**TASK:**
Duplicate the data below exactly, line for line, but leave the pictures out of your copy.

**THE DATA:**
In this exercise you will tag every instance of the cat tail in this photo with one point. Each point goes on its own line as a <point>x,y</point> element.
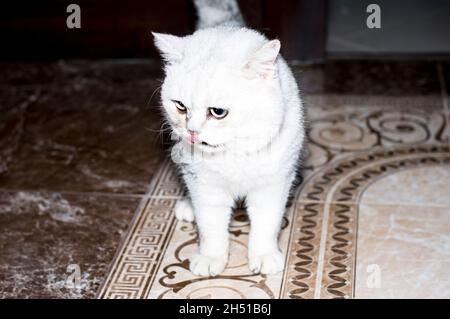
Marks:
<point>212,13</point>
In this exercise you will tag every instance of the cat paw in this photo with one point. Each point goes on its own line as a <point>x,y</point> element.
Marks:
<point>269,264</point>
<point>184,210</point>
<point>201,265</point>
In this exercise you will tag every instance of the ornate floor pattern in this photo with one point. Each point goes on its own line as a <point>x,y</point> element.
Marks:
<point>370,220</point>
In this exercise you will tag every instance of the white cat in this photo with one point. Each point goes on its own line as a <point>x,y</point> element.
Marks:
<point>234,106</point>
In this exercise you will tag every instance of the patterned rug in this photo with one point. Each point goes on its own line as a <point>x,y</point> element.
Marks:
<point>375,166</point>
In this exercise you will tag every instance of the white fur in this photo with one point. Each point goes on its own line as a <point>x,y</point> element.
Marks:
<point>256,146</point>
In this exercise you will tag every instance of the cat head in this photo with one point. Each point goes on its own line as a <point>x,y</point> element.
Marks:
<point>221,90</point>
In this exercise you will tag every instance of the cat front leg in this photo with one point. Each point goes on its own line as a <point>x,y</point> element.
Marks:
<point>212,213</point>
<point>266,207</point>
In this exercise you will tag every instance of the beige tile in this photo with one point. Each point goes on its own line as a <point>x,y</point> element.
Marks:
<point>408,247</point>
<point>428,185</point>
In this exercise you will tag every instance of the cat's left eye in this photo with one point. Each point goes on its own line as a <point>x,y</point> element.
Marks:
<point>217,112</point>
<point>180,106</point>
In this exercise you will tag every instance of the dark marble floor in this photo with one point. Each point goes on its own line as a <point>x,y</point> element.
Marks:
<point>80,141</point>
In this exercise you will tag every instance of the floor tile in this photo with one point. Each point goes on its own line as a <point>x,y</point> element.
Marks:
<point>43,235</point>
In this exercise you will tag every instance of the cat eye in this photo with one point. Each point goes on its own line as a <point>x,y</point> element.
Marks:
<point>180,106</point>
<point>217,112</point>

**EXERCISE SOLUTION:**
In this exercise you will tag every instance of the cat tail in this photo with one point. Each point goes on its own line as a <point>x,y</point> element.
Marks:
<point>212,13</point>
In this exercise you will tag every instance of the cat paw in this photo with one point. Each point goes on its own line as a <point>x,y</point> element.
Marks:
<point>269,264</point>
<point>184,210</point>
<point>201,265</point>
In this exercise you will tag every instance of the ornate floor pattern in this photo with one point. Each point goes on its own line as a <point>x,y</point> element.
Marks:
<point>370,220</point>
In this exercise you will tag every instance of the white cat in this photo with one point. Each point goes on its own line as a <point>x,y</point> element.
Marks:
<point>234,106</point>
In this exercise you will tag every instance of the patterned rug in this photo with one point. Each point goes on its own line as a <point>x,y</point> element.
Marks:
<point>375,166</point>
In this exercise you will tag every instance of the white fur in this photo with one point. Each point goes on its own line as a <point>x,y</point> element.
Marks:
<point>256,146</point>
In this exercise you will tag every instance of the cat head in this photo with one point. Each point goes on its own line as a <point>x,y</point> element.
Marks:
<point>221,90</point>
In this exercise you will tag every instance of the cat front leg in this photo with one point. Each point goes on its own line as a <point>x,y</point> element.
Marks:
<point>212,213</point>
<point>266,207</point>
In this exercise you will tag every instance of the beige tile in this photo with one point. Each point goes on its own line as a <point>x,y</point> element.
Marks:
<point>408,247</point>
<point>428,185</point>
In this exercise you will tag every instance of the cat's left eye in this photo with one point. Each point goes on its own line as a <point>x,y</point> element.
Marks:
<point>217,112</point>
<point>180,106</point>
In this exercise you will tag every instance of the dark marble floor in this photo with one point. Each point goes on its own line as a <point>x,y</point> element.
Marks:
<point>80,141</point>
In this exercise you will tag every instance of the floor tile in this photo with one point. Each point goes on its own line as a <point>x,y</point> element.
Marks:
<point>43,235</point>
In this exercise you will tag every instance of the cat eye in this photo with one point. Each point goes on its own line as a <point>x,y</point> element.
Marks:
<point>180,106</point>
<point>217,112</point>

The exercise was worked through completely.